- EXERCISE OBJECTIVE
Below are records that must be duplicated exactly.

*** DATA RECORDS Section Begins ***

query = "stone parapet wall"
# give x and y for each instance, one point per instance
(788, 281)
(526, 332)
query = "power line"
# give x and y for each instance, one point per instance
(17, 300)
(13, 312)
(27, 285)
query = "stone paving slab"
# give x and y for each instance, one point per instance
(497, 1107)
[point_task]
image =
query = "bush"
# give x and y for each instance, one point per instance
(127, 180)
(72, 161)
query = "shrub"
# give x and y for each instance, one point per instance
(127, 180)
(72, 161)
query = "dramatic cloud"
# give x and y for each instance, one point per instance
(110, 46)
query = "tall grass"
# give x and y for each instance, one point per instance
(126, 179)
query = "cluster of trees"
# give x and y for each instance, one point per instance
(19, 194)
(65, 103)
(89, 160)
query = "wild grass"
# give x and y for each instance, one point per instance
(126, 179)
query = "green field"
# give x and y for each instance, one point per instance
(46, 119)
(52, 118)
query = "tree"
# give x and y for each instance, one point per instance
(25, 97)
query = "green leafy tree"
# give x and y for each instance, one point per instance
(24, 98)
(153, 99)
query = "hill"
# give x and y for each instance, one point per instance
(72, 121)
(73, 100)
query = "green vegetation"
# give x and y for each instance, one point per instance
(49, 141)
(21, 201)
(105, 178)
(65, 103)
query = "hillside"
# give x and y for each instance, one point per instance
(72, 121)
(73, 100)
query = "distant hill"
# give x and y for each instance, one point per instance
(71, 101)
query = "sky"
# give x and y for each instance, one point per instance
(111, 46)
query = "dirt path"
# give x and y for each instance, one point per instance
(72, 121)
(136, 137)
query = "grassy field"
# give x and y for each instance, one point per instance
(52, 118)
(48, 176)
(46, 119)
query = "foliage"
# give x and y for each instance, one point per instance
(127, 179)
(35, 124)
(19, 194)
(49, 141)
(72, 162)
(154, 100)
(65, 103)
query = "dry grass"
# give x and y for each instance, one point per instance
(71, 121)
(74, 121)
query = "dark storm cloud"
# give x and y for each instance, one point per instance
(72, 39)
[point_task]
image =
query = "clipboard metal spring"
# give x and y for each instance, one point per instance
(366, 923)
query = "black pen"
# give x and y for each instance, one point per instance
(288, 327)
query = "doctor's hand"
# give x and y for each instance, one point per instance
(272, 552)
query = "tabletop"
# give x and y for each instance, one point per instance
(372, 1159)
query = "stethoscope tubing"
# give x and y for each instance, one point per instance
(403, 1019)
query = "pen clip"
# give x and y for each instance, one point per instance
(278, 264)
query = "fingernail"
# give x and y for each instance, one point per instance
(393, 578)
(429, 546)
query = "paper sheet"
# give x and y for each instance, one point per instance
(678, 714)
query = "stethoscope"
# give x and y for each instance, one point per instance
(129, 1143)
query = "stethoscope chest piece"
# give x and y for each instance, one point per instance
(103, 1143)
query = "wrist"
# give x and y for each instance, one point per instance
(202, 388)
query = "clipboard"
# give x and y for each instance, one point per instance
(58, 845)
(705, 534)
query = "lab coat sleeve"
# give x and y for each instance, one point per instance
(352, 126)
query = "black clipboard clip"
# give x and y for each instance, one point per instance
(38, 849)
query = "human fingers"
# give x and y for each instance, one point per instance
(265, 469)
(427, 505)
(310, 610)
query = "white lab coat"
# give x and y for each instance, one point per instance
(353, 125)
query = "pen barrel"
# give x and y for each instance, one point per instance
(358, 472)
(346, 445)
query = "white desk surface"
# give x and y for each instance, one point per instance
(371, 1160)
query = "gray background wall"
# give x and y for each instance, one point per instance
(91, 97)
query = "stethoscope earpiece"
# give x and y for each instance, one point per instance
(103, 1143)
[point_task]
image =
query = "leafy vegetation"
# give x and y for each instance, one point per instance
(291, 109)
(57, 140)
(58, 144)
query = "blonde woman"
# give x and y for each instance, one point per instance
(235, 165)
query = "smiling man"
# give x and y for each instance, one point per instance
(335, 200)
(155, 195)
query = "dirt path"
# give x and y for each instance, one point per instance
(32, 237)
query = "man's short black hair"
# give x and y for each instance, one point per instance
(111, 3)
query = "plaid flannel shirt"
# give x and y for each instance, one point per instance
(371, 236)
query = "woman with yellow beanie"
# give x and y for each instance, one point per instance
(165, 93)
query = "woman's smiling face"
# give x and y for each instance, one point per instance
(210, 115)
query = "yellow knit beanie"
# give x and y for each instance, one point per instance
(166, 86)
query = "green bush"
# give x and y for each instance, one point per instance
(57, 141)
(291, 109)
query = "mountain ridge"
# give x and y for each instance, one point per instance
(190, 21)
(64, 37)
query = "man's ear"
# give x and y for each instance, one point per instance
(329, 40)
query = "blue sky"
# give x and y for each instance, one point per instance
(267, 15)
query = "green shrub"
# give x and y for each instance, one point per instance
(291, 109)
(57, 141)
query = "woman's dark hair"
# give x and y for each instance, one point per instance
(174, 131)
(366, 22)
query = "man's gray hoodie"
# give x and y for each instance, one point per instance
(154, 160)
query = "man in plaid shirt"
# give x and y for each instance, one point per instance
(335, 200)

*** DATA RECORDS Section Ends ***

- EXERCISE RESPONSE
query = "stone parapet wall"
# give x and y for each instance, one point per instance
(788, 281)
(526, 332)
query = "power line"
# give x and y for each instance, one point per instance
(17, 300)
(13, 312)
(27, 285)
query = "stone paving slab"
# give x and y for each instance, one point per instance
(497, 1107)
[point_task]
image =
query = "bush"
# give x and y for each instance, one point per instance
(127, 180)
(72, 161)
query = "shrub"
# give x and y for each instance, one point per instance
(127, 180)
(72, 161)
query = "dramatic cloud"
# give x and y for each instance, one point per instance
(110, 46)
query = "tall grass"
# give x and y for each instance, one point per instance
(126, 179)
query = "cluster of trees"
# give x and y for each instance, one point per instance
(19, 194)
(65, 103)
(89, 160)
query = "wild grass"
# give x and y for each instance, one point per instance
(126, 179)
query = "green field"
# give x and y for each instance, one point per instance
(46, 119)
(52, 118)
query = "tree"
# give x and y for each instance, one point per instance
(25, 97)
query = "green leafy tree"
# give x and y for each instance, one point per instance
(24, 98)
(153, 99)
query = "hill"
# give x and y for each instance, one point per instance
(72, 121)
(73, 100)
query = "green vegetation"
# give x and y for each instance, one point per instance
(49, 141)
(21, 201)
(105, 178)
(65, 103)
query = "hillside"
# give x and y for each instance, one point per instance
(72, 121)
(73, 100)
query = "distant hill"
# give x and y for each instance, one point per instance
(71, 101)
query = "sky"
# give x and y for each instance, one point per instance
(111, 46)
query = "dirt path"
# give x and y for each instance, one point per instance
(72, 121)
(136, 137)
query = "grassy field"
# give x and y for each instance, one point per instance
(52, 118)
(48, 176)
(46, 119)
query = "foliage"
# give x and y for each instance, one point per instance
(127, 179)
(35, 124)
(19, 194)
(49, 141)
(72, 162)
(154, 100)
(65, 103)
query = "dry grass"
# give x and y for each instance, one point per instance
(71, 121)
(74, 121)
query = "dark storm cloud"
# give x and y for each instance, one point per instance
(72, 39)
[point_task]
image =
query = "clipboard metal spring"
# give x and y for each instance, one point per instance
(366, 923)
query = "black pen"
# give x and y for each instance, one point per instance
(288, 327)
query = "doctor's hand"
# give x and y for each instance, one point per instance
(272, 552)
query = "tabletop"
# give x and y for each instance, one point per instance
(372, 1159)
query = "stethoscope tubing"
# give x and y for each instance, one point per instance
(403, 1019)
query = "pen clip"
# give x and y for each instance, one point per instance
(278, 264)
query = "fingernail"
# give x and y for each instance, one point per instance
(393, 578)
(429, 546)
query = "paper sheet"
# give x and y for each instance, one point per instance
(678, 714)
query = "stethoscope"
# give x and y for each instance, one point per instance
(129, 1143)
query = "stethoscope chest piece"
# give x and y for each instance, one point per instance
(103, 1143)
query = "wrist"
# give x and y for each instance, one point per instance
(202, 388)
query = "clipboard"
# give x and y for each instance, one point per instance
(58, 845)
(705, 534)
query = "lab coat sleeve"
# give x and y for each instance, one point per instance
(352, 126)
query = "black clipboard clip"
# give x and y for each instance, one point per instance
(38, 849)
query = "human fingers"
# give x and y for each instance, one point per instance
(265, 469)
(427, 505)
(310, 610)
query = "white lab coat"
# give x and y for each instance, one point per instance
(353, 125)
query = "pen barrel"
# give x and y for each instance, one point per instance
(358, 472)
(346, 445)
query = "white desk surface"
# give x and y for each instance, one point per instance
(371, 1160)
query = "gray background wall"
# give x and y for each instance, one point per instance
(91, 97)
query = "stethoscope earpiece"
# give x and y for each instance, one point per instance
(103, 1143)
[point_task]
image =
query = "leafy vegetation"
# give x and y for each instance, one point per instance
(291, 109)
(57, 140)
(58, 144)
query = "blonde woman"
# give x and y for each instance, one point per instance
(235, 165)
query = "smiling man"
# give x and y for each instance, one point per instance
(335, 200)
(155, 195)
query = "dirt path"
# give x and y for each instance, one point per instance
(32, 237)
query = "man's short black hair"
# give x and y for each instance, one point per instance
(111, 3)
query = "plaid flannel shirt"
# give x and y for each instance, one point per instance
(371, 236)
query = "woman with yellow beanie"
# give x and y for each instance, one point per instance
(165, 93)
query = "woman's smiling face"
# give x and y for each instance, one point per instance
(210, 115)
query = "yellow knit beanie"
# give x and y for each instance, one point per instance
(166, 86)
query = "green bush"
# give x and y for each instance, one point per instance
(57, 141)
(291, 109)
query = "mountain ridge"
# give x and y for each instance, one point per instance
(190, 21)
(64, 37)
query = "man's ear"
# give x and y for each instance, one point per instance
(329, 40)
query = "blue sky"
# give x and y for each instance, one point per instance
(267, 15)
query = "green shrub"
# give x and y for each instance, one point per instance
(291, 109)
(57, 141)
query = "woman's dark hair"
# give x and y for each instance, one point per instance
(174, 131)
(366, 22)
query = "man's gray hoodie"
# give x and y for each instance, one point per instance
(154, 160)
query = "man in plaid shirt"
# give x and y for each instance, one point per instance
(335, 200)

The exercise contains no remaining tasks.